▶ Aim of the exercise:
Return all of the data exactly as given.

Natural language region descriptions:
__________________________________________________

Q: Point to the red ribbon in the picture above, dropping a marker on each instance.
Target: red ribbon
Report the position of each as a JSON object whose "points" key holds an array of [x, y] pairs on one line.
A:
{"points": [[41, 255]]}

__________________________________________________

▶ Result:
Q: Point to the red ribbon in the picture above, dropping a marker on each instance.
Target: red ribbon
Report the position of each as a JSON object whose "points" key holds an array of [x, y] pairs on one line.
A:
{"points": [[41, 255]]}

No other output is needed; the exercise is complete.